*Text for analysis*.
“How-Might-I?” Provocations for the New Year

Lana Jelenjev
FLIP THE NARRATIVE
Published in
3 min readDec 31, 2018

A new year beckons and all around the globe people are preparing their new year resolutions, goal settings, and plans. What are noticeable with all these activities are the focus on success and the emphasis on living a productive and fruitful new year. A mindset that is deeply ingrained in us- “if we are not hustling we are not living fully”. This glorification of busyness is deeply rooted in our culture and our psyche.

In the years following my breast cancer diagnosis and treatment shifting this paradigm of always moving and doing has been one of the most challenging mindset to reframe. I was constantly bombarded with the inner critic blasting me with lines like “you are too lazy, how can you be successful if you aren’t productive?”, “you won’t go anywhere if you don’t work hard!”, and one of the most destructive ones was “there is no time for rest, you got to keep on hustling!”.

I am grateful to Tara Mohr in introducing ways to give compassion to the inter critic and on how to tap into my inner mentor through her Playing Big program. Asking myself “what would my Inner Mentor do?” helped me to be in alignment with myself, my actions, and most importantly with my intentions.

*Stored records*.

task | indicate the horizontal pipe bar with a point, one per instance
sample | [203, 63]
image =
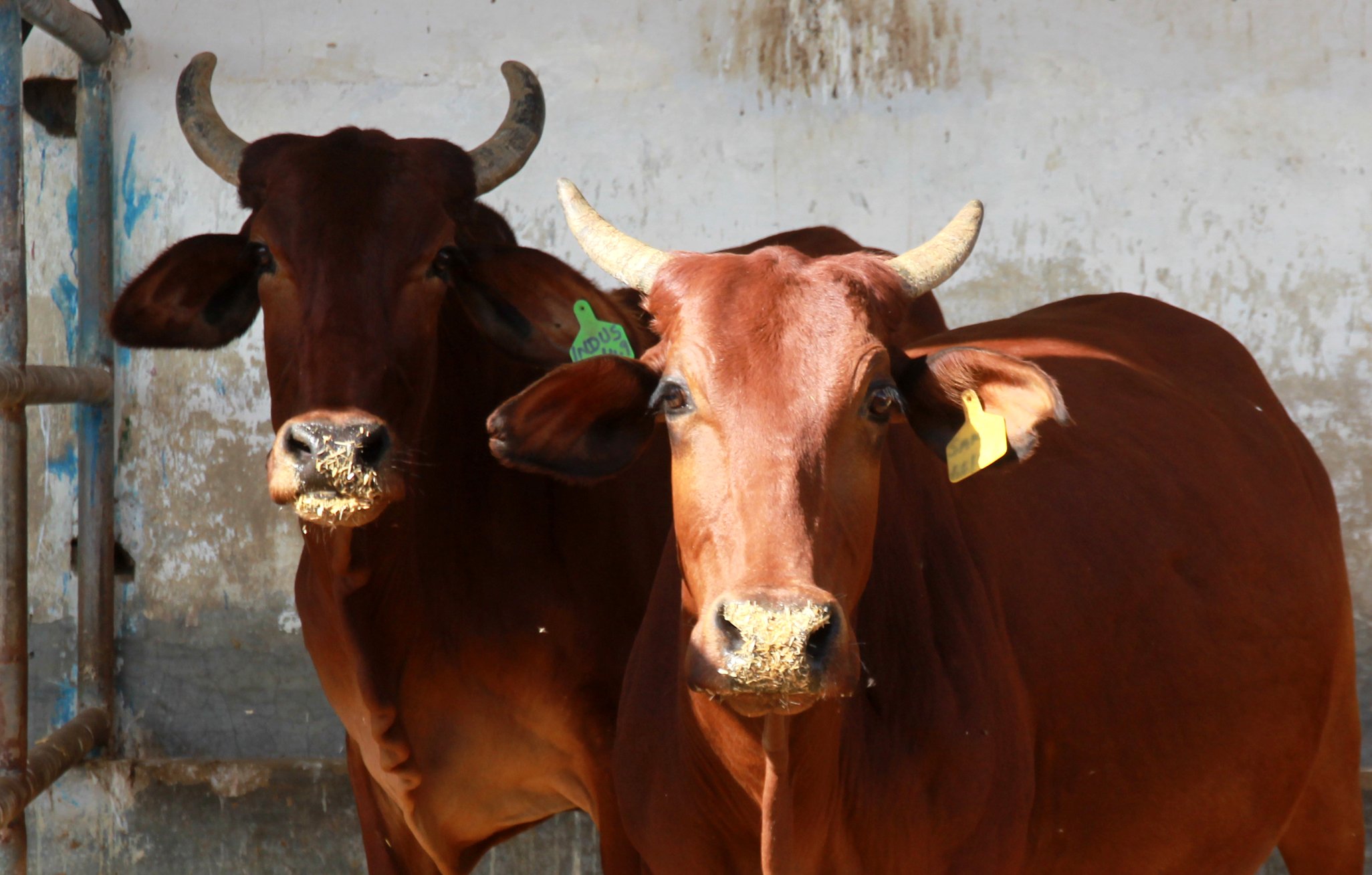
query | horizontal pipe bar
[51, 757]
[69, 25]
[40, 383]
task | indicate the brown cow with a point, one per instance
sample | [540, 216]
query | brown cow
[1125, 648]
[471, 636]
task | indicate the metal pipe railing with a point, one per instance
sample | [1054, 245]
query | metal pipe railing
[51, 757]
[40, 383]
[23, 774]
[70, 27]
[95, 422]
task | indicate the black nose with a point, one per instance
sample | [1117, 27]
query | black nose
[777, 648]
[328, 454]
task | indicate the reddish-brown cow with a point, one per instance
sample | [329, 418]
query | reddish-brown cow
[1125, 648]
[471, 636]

*Instructions*.
• A. Update the new year essay from "In the years" to "with my intentions.", putting "pattern" in place of "paradigm".
• B. Write what comes next in the new year essay, picking up right after its last sentence.

*Replies*.
• A.
In the years following my breast cancer diagnosis and treatment shifting this pattern of always moving and doing has been one of the most challenging mindset to reframe. I was constantly bombarded with the inner critic blasting me with lines like “you are too lazy, how can you be successful if you aren’t productive?”, “you won’t go anywhere if you don’t work hard!”, and one of the most destructive ones was “there is no time for rest, you got to keep on hustling!”.

I am grateful to Tara Mohr in introducing ways to give compassion to the inter critic and on how to tap into my inner mentor through her Playing Big program. Asking myself “what would my Inner Mentor do?” helped me to be in alignment with myself, my actions, and most importantly with my intentions.

• B.
The years that followed after the breast cancer ordeal made me shift my focus on how to live a self-full life. It became a process of tuning into myself — my feelings, my needs, my values, my intentions, my vision, my boundaries, and the legacy that I want people to experience when it comes to my presence in their lives. That last one was (and still is) a crucial criteria for me on living a self-full life.

Self-fullness became the expression of my presence in the activities that I do — what I said yes to, where I dipper my toes in, where I focused my time energy, and attention. It also included who I connected to with. The people that I spent time, energy and attention with, the relationships that I intentionally nurtured, given space and tuned in with. A big part of my life became a conscious choice of asking — “who am I connecting with for today/this week/this month for the next 90 days?”

This act has greatly impacted how I structured my days and how I filled in my time to include strengthening and nurturing relationships. It helped me to be more intentional on people I reach out to, the relationships I want to revive and even helped me collaborate with people who I thoroughly enjoy being with.

As the year ends, I know that reflecting on the year that was is not only about the success in projects or activities. It is also about the circle of connections that we fill our lives with. My provocation is for us to include these “How Might I” design. questions in our year-end reflections and planning:

“How might I give time, energy and attention to the people that matters?”

“How might I design opportunities for connection?”

“How might I fully express my presence to the people that I connect with?”

I am deeply curious to know what the exploration of the how might I questions bring you. From my experience it brought me closer not only to my relationship circle but exploring it has also brought me closer to myself — my self-fullness.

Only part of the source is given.